SHORT TASK: Which lines in the items below contain the string "branch"? Pull out every one of them, and count only matches in the same case.

[Data records]
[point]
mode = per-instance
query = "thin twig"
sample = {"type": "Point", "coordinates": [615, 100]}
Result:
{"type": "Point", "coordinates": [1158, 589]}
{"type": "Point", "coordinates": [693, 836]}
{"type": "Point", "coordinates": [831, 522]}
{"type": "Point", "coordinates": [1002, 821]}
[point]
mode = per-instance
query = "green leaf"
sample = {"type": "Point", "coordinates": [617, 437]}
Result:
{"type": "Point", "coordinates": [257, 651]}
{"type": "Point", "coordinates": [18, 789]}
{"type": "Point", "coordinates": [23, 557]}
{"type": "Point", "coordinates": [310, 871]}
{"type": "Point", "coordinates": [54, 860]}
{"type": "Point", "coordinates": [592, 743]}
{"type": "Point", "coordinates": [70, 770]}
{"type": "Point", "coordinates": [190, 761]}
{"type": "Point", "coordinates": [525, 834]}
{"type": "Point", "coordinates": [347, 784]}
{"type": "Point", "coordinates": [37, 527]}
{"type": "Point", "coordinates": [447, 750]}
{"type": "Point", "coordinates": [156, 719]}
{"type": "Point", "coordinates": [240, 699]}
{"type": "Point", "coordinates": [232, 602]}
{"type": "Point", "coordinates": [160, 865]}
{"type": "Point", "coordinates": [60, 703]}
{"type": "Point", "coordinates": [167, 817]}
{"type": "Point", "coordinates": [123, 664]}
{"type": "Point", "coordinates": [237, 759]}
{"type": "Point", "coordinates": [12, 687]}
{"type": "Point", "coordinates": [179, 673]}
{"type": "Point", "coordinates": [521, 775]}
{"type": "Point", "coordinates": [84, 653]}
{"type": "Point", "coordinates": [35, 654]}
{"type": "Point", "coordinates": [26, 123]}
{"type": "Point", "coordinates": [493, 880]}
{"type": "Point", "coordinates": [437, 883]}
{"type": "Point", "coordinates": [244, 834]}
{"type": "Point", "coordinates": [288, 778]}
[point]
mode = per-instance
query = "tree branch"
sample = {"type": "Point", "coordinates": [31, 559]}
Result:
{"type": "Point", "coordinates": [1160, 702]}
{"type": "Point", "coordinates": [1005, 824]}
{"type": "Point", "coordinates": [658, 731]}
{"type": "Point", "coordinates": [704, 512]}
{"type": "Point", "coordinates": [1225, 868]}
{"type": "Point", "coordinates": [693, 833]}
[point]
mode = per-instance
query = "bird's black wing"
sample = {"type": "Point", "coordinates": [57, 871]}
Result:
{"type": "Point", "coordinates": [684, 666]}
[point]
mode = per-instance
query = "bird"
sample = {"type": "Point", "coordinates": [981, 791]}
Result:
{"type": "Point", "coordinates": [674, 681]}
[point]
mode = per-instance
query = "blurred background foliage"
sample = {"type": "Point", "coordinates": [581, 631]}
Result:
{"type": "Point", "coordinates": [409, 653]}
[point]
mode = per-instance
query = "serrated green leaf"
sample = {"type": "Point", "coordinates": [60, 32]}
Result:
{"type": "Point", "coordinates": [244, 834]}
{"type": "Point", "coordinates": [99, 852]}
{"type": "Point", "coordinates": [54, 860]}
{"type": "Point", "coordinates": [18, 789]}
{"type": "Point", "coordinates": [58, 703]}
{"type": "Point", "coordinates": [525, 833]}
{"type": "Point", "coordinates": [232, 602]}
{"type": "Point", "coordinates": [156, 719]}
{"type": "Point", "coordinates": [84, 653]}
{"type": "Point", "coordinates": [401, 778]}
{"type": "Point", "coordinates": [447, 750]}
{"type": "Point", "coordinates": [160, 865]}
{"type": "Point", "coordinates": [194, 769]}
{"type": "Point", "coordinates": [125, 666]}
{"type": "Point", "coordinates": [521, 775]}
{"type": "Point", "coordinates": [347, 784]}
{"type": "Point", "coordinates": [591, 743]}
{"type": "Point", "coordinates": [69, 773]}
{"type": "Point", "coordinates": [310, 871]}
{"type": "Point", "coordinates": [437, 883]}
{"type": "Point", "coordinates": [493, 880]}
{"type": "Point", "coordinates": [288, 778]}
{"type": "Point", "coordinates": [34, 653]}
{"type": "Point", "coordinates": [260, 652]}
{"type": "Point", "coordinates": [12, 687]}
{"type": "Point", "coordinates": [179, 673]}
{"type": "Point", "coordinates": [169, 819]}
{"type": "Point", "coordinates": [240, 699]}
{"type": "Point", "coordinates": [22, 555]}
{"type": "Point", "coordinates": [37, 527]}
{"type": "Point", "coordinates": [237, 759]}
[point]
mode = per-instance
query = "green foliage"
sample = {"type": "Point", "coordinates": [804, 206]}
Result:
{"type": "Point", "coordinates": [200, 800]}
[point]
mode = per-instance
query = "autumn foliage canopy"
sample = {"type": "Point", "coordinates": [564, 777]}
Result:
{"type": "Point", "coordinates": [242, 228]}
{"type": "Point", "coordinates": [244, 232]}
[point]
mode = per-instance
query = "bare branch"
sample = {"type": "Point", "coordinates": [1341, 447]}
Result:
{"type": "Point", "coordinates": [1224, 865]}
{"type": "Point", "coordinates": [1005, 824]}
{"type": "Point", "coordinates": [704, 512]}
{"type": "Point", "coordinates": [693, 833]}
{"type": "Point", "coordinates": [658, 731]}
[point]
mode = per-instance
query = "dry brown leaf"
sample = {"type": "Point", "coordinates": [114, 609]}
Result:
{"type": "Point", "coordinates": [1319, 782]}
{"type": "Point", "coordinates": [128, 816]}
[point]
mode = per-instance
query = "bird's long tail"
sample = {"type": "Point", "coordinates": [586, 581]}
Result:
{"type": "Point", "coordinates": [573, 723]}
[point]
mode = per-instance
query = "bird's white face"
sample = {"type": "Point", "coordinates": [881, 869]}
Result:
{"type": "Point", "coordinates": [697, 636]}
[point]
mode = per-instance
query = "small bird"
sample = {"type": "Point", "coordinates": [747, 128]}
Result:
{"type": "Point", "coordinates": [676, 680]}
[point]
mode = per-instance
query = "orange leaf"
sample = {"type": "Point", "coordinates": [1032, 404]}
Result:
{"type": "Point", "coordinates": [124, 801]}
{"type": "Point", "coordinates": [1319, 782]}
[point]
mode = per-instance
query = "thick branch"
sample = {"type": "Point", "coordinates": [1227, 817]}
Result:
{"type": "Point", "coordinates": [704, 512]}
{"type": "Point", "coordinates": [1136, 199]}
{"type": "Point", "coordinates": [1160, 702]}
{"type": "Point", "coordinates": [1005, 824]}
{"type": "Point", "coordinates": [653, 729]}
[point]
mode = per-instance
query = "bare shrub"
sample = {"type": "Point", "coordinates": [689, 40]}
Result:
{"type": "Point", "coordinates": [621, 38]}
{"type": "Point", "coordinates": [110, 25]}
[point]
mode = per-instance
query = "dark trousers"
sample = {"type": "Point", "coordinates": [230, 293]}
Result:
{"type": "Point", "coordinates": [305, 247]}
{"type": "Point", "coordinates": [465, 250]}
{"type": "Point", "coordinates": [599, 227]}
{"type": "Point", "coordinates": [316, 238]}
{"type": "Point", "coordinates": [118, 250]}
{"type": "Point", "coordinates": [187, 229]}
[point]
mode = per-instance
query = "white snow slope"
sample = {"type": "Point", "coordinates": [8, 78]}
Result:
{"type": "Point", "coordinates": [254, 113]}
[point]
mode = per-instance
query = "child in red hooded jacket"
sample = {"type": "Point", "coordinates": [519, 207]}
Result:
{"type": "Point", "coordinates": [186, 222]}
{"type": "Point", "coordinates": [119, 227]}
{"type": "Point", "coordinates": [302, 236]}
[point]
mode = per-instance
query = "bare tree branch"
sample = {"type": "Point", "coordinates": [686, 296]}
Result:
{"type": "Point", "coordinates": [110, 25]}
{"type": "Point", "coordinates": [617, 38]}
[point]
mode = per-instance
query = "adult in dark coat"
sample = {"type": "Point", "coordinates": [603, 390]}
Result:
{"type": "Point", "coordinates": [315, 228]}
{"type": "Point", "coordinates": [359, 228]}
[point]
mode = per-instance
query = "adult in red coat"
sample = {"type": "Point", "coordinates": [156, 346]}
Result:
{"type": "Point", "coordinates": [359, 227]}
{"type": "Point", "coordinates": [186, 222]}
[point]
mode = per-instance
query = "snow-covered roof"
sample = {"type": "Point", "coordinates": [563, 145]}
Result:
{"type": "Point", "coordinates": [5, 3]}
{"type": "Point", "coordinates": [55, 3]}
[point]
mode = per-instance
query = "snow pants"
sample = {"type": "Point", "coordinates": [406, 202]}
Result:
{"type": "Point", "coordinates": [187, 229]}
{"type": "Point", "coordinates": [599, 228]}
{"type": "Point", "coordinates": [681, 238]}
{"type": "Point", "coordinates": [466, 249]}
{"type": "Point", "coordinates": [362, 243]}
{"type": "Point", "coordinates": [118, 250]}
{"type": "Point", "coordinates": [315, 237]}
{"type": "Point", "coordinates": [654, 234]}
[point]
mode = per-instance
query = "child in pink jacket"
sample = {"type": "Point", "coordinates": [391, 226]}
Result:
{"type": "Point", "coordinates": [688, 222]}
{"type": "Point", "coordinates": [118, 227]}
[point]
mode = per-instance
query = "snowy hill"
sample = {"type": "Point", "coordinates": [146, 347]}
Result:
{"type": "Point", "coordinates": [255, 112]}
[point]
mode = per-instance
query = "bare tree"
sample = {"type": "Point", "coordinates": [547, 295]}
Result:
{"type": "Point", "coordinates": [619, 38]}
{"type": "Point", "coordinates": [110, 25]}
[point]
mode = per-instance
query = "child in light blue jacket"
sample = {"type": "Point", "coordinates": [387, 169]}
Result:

IN RESPONSE:
query = "tree branch"
query = "bare branch"
query = "thick branch"
query = "bare tree branch"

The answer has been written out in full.